____ EXERCISE PASSAGE

Duke workers need a compact that protects all of us, not just our employers

guest letter

Students, faculty, and workers will return to Duke’s campus this month for the first time since the COVID-19 pandemic forced the university’s closure in March. Over the past five months, the novel coronavirus has killed 170,000 people in the United States and infected more than five million, and tens of millions of workers have lost their jobs and their health insurance. Moreover, the pandemic has compounded the systemic oppression of Black Americans and people of color, who are disproportionately harmed by the inadequacies of American healthcare, housing, and labor.

With 42% of all U.S. coronavirus cases recorded in the last month alone, the virus shows little sign of stopping. North Carolina recorded its three deadliest days within the past couple weeks, and cases have flared up in hot spots in the South and West. Moreover, as the cases and deaths continue in this gruesome “new phase” of the pandemic, the virus’s economic reverberations will ruin lives and devastate communities across the country. We can expect, for example, that 30 million workers will lose their enhanced unemployment benefits and as many as 23 million renters will be evicted by September.

Governments, corporations and other large institutions could have mitigated this cascading series of economic and public health crises if they had been at all willing to prioritize the safety of all over the profits of a few. Many of the country’s top health officials have asserted that, even now, it is not too late to shut down again and start over. If our largest, wealthiest, and most powerful institutions would invest their resources to provide us with basic economic security while we quarantine at home, we might have a better chance at success.

________
____ MATERIAL SUPPLIED

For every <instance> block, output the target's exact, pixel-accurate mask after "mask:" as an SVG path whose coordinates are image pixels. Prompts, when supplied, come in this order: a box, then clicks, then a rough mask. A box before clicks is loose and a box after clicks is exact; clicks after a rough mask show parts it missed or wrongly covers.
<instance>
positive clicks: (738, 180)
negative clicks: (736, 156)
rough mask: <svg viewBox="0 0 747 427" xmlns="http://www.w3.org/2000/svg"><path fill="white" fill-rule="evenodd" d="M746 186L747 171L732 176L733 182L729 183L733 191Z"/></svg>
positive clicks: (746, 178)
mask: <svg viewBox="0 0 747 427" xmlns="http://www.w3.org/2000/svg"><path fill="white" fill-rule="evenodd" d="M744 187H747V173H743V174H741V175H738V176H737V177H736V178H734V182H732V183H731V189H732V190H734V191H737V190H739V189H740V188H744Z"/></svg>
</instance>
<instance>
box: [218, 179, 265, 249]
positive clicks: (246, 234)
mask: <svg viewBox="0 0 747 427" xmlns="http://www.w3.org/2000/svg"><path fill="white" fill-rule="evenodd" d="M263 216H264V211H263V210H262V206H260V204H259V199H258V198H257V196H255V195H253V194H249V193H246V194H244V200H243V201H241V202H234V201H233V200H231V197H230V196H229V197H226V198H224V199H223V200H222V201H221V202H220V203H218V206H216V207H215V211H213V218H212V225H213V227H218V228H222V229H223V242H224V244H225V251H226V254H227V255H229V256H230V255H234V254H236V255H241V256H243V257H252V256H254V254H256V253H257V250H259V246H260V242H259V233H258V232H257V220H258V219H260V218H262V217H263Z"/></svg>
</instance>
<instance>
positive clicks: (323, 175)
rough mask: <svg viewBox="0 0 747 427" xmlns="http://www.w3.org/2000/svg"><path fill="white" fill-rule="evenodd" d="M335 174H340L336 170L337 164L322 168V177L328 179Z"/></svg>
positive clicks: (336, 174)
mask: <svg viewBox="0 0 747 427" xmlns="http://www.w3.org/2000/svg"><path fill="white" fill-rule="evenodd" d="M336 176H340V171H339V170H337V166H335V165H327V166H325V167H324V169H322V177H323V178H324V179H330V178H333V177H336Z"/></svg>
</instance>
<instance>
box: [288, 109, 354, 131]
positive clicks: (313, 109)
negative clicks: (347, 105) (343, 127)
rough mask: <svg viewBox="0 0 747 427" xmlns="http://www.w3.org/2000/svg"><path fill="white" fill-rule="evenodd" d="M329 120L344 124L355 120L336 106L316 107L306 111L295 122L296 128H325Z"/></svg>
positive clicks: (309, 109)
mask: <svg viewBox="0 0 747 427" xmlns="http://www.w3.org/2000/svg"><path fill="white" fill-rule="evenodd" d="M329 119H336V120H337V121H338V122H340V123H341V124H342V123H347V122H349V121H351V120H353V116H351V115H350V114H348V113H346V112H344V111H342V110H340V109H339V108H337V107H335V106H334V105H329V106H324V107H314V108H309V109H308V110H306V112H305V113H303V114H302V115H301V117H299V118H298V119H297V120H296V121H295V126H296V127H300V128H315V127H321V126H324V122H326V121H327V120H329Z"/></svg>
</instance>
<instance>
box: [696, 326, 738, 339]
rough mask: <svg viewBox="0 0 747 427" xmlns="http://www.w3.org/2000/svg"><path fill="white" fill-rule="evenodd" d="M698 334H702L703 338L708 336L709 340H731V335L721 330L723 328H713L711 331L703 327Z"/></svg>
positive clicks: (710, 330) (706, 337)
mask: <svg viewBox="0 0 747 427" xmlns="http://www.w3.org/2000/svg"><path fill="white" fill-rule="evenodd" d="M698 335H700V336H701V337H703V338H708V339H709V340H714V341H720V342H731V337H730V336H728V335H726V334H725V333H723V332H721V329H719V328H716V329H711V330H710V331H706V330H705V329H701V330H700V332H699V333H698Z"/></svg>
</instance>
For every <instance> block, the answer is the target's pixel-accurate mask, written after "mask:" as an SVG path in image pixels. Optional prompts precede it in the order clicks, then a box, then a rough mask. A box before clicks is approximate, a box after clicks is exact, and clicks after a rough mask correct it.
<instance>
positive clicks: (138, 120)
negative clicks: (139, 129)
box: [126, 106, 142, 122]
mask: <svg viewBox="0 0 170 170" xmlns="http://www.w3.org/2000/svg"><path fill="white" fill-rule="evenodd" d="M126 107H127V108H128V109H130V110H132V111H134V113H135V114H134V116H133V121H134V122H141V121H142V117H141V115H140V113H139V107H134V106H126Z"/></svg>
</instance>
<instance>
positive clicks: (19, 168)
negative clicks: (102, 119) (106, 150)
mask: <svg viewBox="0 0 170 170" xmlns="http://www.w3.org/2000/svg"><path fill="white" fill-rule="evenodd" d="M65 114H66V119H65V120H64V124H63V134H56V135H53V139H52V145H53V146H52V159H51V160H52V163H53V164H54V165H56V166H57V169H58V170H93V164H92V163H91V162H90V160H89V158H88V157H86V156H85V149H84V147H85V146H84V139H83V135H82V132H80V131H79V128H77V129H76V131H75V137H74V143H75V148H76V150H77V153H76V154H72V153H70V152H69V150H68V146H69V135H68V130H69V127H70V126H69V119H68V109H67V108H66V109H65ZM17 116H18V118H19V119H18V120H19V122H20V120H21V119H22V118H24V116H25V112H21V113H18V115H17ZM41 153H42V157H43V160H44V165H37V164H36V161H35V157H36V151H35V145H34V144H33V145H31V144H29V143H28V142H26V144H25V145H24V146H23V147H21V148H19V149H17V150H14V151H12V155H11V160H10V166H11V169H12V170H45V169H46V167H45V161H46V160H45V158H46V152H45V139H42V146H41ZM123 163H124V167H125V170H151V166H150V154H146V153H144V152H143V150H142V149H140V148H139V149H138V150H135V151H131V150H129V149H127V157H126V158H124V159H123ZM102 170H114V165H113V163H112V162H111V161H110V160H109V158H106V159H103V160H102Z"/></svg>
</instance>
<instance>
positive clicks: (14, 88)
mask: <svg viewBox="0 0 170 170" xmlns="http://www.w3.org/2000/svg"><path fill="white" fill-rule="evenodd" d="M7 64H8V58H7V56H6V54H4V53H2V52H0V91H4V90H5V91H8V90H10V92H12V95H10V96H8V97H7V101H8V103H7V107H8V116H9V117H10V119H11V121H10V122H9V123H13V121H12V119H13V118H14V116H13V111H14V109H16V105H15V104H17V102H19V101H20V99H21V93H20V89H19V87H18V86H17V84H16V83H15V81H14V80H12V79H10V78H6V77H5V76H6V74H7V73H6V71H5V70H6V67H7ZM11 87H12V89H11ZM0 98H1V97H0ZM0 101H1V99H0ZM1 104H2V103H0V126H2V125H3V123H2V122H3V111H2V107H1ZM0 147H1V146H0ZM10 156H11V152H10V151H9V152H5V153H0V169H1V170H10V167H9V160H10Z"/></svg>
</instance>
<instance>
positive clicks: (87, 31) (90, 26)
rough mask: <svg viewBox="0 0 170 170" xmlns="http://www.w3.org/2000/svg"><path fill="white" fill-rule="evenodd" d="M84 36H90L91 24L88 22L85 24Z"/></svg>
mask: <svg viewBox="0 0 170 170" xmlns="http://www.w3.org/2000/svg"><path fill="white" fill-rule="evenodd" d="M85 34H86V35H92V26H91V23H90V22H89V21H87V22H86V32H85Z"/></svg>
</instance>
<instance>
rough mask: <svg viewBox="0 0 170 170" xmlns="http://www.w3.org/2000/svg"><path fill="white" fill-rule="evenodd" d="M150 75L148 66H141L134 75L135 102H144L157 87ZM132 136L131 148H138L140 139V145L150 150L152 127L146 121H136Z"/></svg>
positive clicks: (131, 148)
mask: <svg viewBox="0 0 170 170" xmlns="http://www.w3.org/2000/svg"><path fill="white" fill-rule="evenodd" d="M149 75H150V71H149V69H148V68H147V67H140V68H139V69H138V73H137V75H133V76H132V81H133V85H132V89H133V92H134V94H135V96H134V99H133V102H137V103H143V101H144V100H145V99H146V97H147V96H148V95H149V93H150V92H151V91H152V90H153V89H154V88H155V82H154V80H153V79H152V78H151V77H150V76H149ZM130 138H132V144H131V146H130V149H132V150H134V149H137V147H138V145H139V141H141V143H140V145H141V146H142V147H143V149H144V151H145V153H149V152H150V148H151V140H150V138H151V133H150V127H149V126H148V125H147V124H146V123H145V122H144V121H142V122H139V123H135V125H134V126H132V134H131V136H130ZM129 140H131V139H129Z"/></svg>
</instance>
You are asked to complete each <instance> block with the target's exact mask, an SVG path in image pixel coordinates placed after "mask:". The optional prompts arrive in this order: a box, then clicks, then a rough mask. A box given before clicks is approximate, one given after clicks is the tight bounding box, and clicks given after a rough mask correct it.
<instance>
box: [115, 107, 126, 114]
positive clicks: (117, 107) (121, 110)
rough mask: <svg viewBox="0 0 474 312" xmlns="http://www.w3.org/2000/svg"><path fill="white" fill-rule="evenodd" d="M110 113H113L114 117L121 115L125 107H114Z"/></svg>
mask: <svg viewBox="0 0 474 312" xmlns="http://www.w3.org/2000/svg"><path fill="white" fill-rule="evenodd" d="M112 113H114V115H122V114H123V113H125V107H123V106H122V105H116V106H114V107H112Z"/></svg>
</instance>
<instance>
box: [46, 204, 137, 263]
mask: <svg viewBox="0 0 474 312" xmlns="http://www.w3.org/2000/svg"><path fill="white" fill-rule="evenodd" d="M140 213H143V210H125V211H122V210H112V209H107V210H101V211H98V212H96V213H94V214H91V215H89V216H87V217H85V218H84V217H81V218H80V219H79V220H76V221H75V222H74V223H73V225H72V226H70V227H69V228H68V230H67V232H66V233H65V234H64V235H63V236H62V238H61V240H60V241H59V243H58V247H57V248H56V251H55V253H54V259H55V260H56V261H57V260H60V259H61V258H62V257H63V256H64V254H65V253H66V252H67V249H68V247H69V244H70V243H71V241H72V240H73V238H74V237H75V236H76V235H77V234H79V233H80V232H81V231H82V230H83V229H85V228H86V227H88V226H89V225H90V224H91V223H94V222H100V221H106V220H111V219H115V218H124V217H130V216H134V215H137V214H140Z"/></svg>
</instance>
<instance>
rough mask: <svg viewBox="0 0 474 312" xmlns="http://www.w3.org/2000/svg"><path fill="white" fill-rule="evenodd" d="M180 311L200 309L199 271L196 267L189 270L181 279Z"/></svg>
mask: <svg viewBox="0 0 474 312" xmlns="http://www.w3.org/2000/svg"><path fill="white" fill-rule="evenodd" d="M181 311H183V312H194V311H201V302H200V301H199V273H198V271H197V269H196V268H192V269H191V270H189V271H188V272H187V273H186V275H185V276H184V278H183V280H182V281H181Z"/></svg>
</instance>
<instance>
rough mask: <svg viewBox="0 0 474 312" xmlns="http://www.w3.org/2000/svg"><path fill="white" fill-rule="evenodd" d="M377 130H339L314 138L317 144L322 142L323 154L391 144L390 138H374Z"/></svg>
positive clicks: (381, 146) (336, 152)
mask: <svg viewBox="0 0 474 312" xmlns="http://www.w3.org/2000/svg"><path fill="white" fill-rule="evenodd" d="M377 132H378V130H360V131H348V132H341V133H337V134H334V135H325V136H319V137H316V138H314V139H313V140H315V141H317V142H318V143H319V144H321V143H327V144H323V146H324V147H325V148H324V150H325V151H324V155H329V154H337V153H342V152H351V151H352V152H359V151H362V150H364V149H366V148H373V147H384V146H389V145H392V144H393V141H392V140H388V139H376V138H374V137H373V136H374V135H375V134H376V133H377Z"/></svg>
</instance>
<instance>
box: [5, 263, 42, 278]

________

In the guest letter about Duke workers, list every area of American life whose inadequacies the letter says disproportionately harm Black Americans and people of color.

healthcare, housing, labor